* _WORK INSTRUCTIONS_: Reproduce every row below verbatim, leaving out the pictures.

* _DATA FOR PROCESSING_:
※ ※ ※

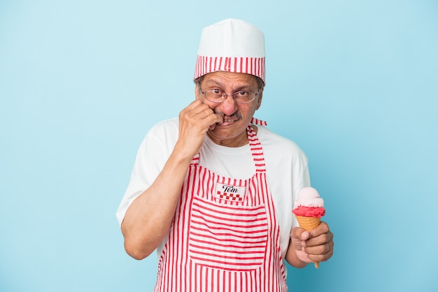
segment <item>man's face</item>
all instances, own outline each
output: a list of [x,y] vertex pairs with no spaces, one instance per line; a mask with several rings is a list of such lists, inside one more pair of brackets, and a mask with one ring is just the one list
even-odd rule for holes
[[[201,82],[201,88],[205,92],[210,89],[219,89],[227,95],[221,103],[213,103],[205,98],[197,85],[196,98],[209,105],[216,114],[221,115],[222,124],[216,124],[207,133],[217,144],[229,147],[239,147],[247,144],[246,127],[253,115],[262,103],[262,89],[255,96],[254,101],[239,103],[233,98],[233,94],[239,91],[257,93],[259,91],[255,76],[246,73],[218,71],[206,74]],[[213,127],[212,127],[213,128]]]

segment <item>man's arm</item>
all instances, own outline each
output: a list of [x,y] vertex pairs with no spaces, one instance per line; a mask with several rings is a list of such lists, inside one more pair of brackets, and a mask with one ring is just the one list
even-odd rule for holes
[[180,113],[174,151],[152,185],[132,202],[122,222],[125,248],[134,258],[148,256],[167,234],[190,161],[201,149],[209,127],[222,120],[199,100]]

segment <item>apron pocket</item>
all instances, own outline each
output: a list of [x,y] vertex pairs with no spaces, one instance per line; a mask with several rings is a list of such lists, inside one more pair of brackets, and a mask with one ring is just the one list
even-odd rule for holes
[[250,271],[264,261],[268,234],[264,205],[221,205],[195,196],[190,221],[188,254],[195,264]]

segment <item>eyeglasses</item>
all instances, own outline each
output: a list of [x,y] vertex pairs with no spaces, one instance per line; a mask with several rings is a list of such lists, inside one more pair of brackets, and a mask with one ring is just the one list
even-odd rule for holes
[[[205,98],[212,103],[222,103],[228,97],[228,94],[220,89],[210,89],[203,92],[201,85],[199,85],[199,89],[201,89],[201,93],[204,94]],[[255,96],[258,95],[260,93],[260,90],[256,94],[241,90],[233,94],[233,99],[239,103],[248,103],[255,99]]]

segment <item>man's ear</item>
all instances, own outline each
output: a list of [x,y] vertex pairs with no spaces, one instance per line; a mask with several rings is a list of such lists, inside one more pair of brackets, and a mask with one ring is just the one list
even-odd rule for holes
[[260,93],[259,94],[258,101],[257,101],[257,108],[255,108],[255,110],[258,110],[262,105],[262,98],[263,97],[263,88],[260,89]]

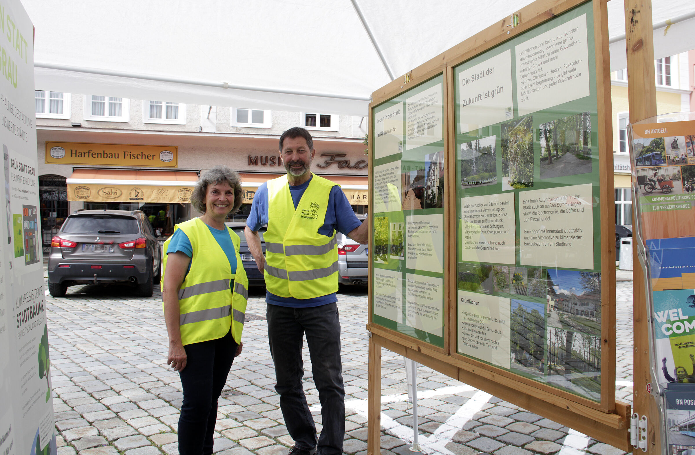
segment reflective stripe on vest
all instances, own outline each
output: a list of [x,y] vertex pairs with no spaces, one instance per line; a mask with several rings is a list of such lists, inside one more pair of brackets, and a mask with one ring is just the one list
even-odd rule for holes
[[208,281],[207,283],[200,283],[194,284],[188,288],[179,290],[179,300],[188,299],[194,295],[201,294],[208,294],[209,292],[216,292],[218,290],[226,290],[229,288],[229,280],[217,280],[215,281]]
[[199,311],[191,311],[185,315],[179,316],[179,325],[186,324],[193,324],[193,322],[200,322],[201,321],[209,321],[213,319],[220,319],[229,315],[231,307],[229,305],[220,306],[220,308],[211,308],[207,310],[200,310]]
[[280,297],[310,299],[338,290],[335,233],[318,233],[336,184],[312,174],[295,208],[287,176],[268,182],[268,224],[263,235],[268,290]]
[[333,263],[331,265],[322,269],[313,269],[313,270],[300,270],[299,272],[290,272],[284,269],[278,269],[265,265],[265,269],[268,269],[268,273],[271,276],[281,278],[284,280],[288,279],[291,281],[306,281],[306,280],[315,280],[318,278],[325,278],[338,272],[338,261]]
[[[232,273],[227,254],[199,218],[177,224],[174,231],[179,229],[193,250],[190,269],[177,292],[181,342],[186,345],[221,338],[231,330],[234,340],[240,342],[249,282],[239,255],[239,236],[228,229],[236,256],[236,270]],[[170,240],[165,242],[165,251]],[[165,255],[165,272],[166,260]],[[234,281],[231,287],[230,279]]]
[[285,254],[285,256],[304,254],[306,256],[320,256],[330,252],[334,247],[338,245],[338,240],[334,237],[328,243],[324,245],[289,245],[285,247],[281,243],[265,242],[265,251],[271,253]]
[[245,288],[244,285],[241,284],[239,281],[234,282],[234,292],[245,299],[249,298],[249,290]]

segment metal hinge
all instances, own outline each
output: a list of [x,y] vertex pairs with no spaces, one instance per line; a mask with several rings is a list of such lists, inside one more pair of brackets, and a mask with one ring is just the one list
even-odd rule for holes
[[630,416],[630,443],[635,449],[647,451],[647,416],[634,413]]

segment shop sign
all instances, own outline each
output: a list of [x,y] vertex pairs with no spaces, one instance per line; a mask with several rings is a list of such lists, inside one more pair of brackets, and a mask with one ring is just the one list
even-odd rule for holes
[[176,167],[179,148],[85,142],[46,142],[47,164]]
[[630,156],[627,155],[613,155],[613,172],[614,174],[630,174],[632,167]]
[[[319,157],[322,160],[316,160],[316,166],[325,169],[335,165],[338,169],[365,169],[368,166],[366,160],[358,160],[354,163],[345,158],[348,154],[336,151],[321,154]],[[315,158],[316,159],[316,158]],[[250,166],[282,166],[282,160],[277,155],[249,155]]]
[[192,187],[67,184],[68,201],[88,202],[188,204],[193,192]]
[[[243,199],[242,204],[251,204],[253,202],[254,197],[256,195],[256,188],[244,190],[244,192],[241,195]],[[369,204],[367,201],[368,193],[366,190],[343,190],[343,192],[345,193],[345,197],[348,198],[350,205],[362,206]]]

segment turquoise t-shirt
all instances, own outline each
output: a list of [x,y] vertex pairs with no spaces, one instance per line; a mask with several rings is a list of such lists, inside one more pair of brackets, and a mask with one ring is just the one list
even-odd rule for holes
[[[213,237],[215,238],[218,244],[224,251],[224,254],[227,255],[227,258],[229,260],[229,267],[231,267],[231,273],[236,273],[236,254],[234,251],[234,243],[231,241],[231,238],[229,237],[229,233],[227,231],[229,228],[215,229],[207,224],[206,226],[210,229]],[[181,251],[189,258],[193,257],[193,247],[190,245],[190,240],[181,229],[177,229],[174,232],[174,235],[171,236],[171,240],[169,241],[169,247],[167,248],[167,254],[177,251]],[[190,270],[190,263],[188,263],[188,270]],[[188,270],[186,270],[186,274],[188,274]]]

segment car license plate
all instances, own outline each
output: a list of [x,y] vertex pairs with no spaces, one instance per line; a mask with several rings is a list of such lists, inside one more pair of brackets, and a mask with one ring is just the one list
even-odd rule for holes
[[[111,248],[109,248],[111,247]],[[106,253],[113,251],[113,247],[111,245],[99,245],[93,243],[85,243],[82,245],[83,251],[93,251],[95,253]]]

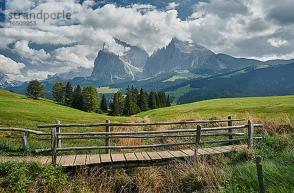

※ ※ ※

* _RESPONSE BELOW_:
segment <item>man's face</item>
all instances, own outline each
output: a list of [x,y] vertex pairs with no spaces, one instance per line; a mask with several rings is a list of such lists, inside one more pair of brackets, and a mask with one ring is just the one list
even-odd rule for holes
[[[201,82],[201,88],[205,92],[210,89],[219,89],[227,95],[221,103],[213,103],[205,98],[197,85],[196,98],[209,105],[216,114],[221,115],[222,124],[216,124],[207,133],[217,144],[229,147],[239,147],[247,144],[246,127],[253,115],[262,103],[262,89],[255,96],[254,101],[239,103],[233,98],[233,94],[239,91],[257,93],[259,91],[255,76],[246,73],[218,71],[206,74]],[[213,127],[212,127],[213,128]]]

segment <item>man's arm</item>
all instances, own outline each
output: a list of [x,y] vertex pairs with no spaces, one instance per line; a mask with several rings is a list of such lists, inside one more pair of brackets, and a mask with one ring is just the one list
even-odd rule for holes
[[180,113],[174,151],[152,185],[132,202],[122,222],[125,248],[134,258],[148,256],[167,234],[190,161],[201,149],[209,127],[222,120],[199,100]]

segment <item>apron pocket</item>
all instances, own outline each
output: a list of [x,y] vertex pairs with no spaces, one instance per line; a mask with several rings is a list of such lists, inside one more pair of brackets, and a mask with one ring is just the one list
even-odd rule for holes
[[250,271],[264,261],[268,234],[264,205],[221,205],[195,196],[190,221],[188,254],[195,264]]

segment <item>eyeglasses</item>
all instances, own outline each
output: a list of [x,y] vertex pairs with no spaces, one instance per line; a mask with several rings is a list of such lists, inside one more pair of brackets, and a mask with one ring is just the one list
even-odd rule for holes
[[[205,98],[212,103],[222,103],[228,97],[228,94],[220,89],[210,89],[203,92],[201,85],[199,85],[199,89],[201,89],[201,93],[204,94]],[[255,96],[258,95],[260,93],[260,90],[256,94],[241,90],[233,94],[233,99],[239,103],[248,103],[255,99]]]

segment <item>man's ear</item>
all instances, own outline each
output: a list of [x,y] vertex pairs with no spaces, one instance per line; a mask with several rings is a list of such lists, inside one more pair of brackets, and a mask with one ring is just the one list
even-odd rule for holes
[[260,93],[259,94],[258,101],[257,101],[257,108],[255,108],[255,110],[258,110],[262,105],[262,98],[263,97],[263,88],[260,89]]

segment reflective stripe on vest
all instances, own outline each
output: a list of [x,y] vertex pairs with no spaces, one instance per line; a mask with several rings is a list of such lists, inside one more pair of brackets, and a mask with one ring is just the one list
even-odd rule for holes
[[208,281],[207,283],[200,283],[194,284],[188,288],[179,290],[179,300],[188,299],[194,295],[201,294],[208,294],[209,292],[216,292],[218,290],[226,290],[229,288],[229,280],[217,280],[215,281]]
[[199,311],[191,311],[185,315],[179,316],[179,325],[186,324],[193,324],[193,322],[200,322],[201,321],[209,321],[213,319],[220,319],[229,315],[231,307],[229,305],[220,306],[220,308],[211,308],[207,310],[200,310]]
[[280,297],[310,299],[338,290],[335,233],[318,233],[336,184],[312,174],[295,208],[287,176],[268,182],[268,224],[263,235],[268,290]]
[[333,263],[331,265],[322,269],[313,269],[313,270],[300,270],[299,272],[290,272],[284,269],[278,269],[265,265],[265,269],[268,269],[268,273],[271,276],[281,278],[284,280],[288,279],[291,281],[306,281],[306,280],[315,280],[318,278],[325,278],[338,272],[338,261]]
[[[232,273],[227,254],[199,218],[177,224],[174,231],[179,229],[193,250],[190,269],[177,292],[181,342],[186,345],[221,338],[231,330],[234,340],[240,342],[249,282],[239,255],[239,236],[228,229],[236,256],[236,270]],[[170,240],[165,242],[165,251]],[[165,255],[165,272],[166,260]],[[234,281],[231,287],[230,279]]]
[[285,254],[285,256],[304,254],[306,256],[320,256],[330,252],[334,247],[338,245],[338,240],[334,237],[328,243],[324,245],[289,245],[285,247],[281,243],[265,242],[265,251],[271,253]]
[[245,288],[244,285],[241,284],[239,281],[234,282],[234,292],[245,299],[249,298],[249,290]]

segment metal hinge
all instances, own outline each
output: a list of [x,y] vertex pairs with no spaces, one instance per line; a mask with several rings is a list of such lists, inside one more pair of brackets, and a mask with one ring is just the one list
even-odd rule for holes
[[630,416],[630,443],[635,449],[647,451],[647,416],[634,413]]

segment shop sign
all instances, own outline each
output: a list of [x,y] vertex pairs with no spaces, one instance per line; a mask with several rings is a list of such lists, inside one more pair of brackets, and a mask with one ring is just the one list
even-odd rule for holes
[[176,167],[179,148],[85,142],[46,142],[47,164]]
[[630,156],[627,155],[613,155],[613,172],[614,174],[630,174],[632,167]]
[[[319,157],[322,160],[316,160],[316,166],[325,169],[335,165],[338,169],[365,169],[368,166],[366,160],[358,160],[354,163],[345,158],[348,154],[336,151],[321,154]],[[315,158],[316,159],[316,158]],[[250,166],[282,166],[282,160],[277,155],[249,155]]]
[[192,187],[67,184],[68,201],[88,202],[188,204],[193,192]]
[[[243,199],[242,204],[251,204],[253,202],[254,197],[256,195],[256,188],[244,190],[244,192],[241,195]],[[369,204],[367,201],[368,193],[366,190],[343,190],[343,192],[345,193],[345,197],[348,198],[350,205],[362,206]]]

segment turquoise t-shirt
all instances, own outline each
output: a list of [x,y] vertex pairs with no spaces, one instance per line; a mask with several rings is a list of such lists, inside one more pair of brackets, and a mask with one ring is just the one list
even-odd rule for holes
[[[213,237],[215,238],[218,244],[224,251],[224,254],[227,255],[227,258],[229,260],[229,267],[231,267],[231,273],[236,273],[236,254],[234,251],[234,243],[231,241],[231,238],[229,237],[229,233],[227,231],[229,228],[215,229],[207,224],[206,226],[210,229]],[[181,251],[189,258],[193,257],[193,247],[190,245],[190,240],[181,229],[177,229],[174,232],[174,235],[171,236],[171,240],[169,241],[169,247],[167,248],[167,254],[177,251]],[[190,270],[190,263],[188,263],[188,270]],[[188,270],[186,270],[186,274],[188,274]]]

segment car license plate
all instances, own outline each
output: a list of [x,y] vertex pairs with no spaces, one instance per line; a mask with several rings is a list of such lists, inside one more pair of brackets, and a mask with one ring is just the one list
even-odd rule for holes
[[[111,248],[109,248],[111,247]],[[106,253],[113,251],[113,247],[111,245],[99,245],[93,243],[85,243],[82,245],[83,251],[93,251],[95,253]]]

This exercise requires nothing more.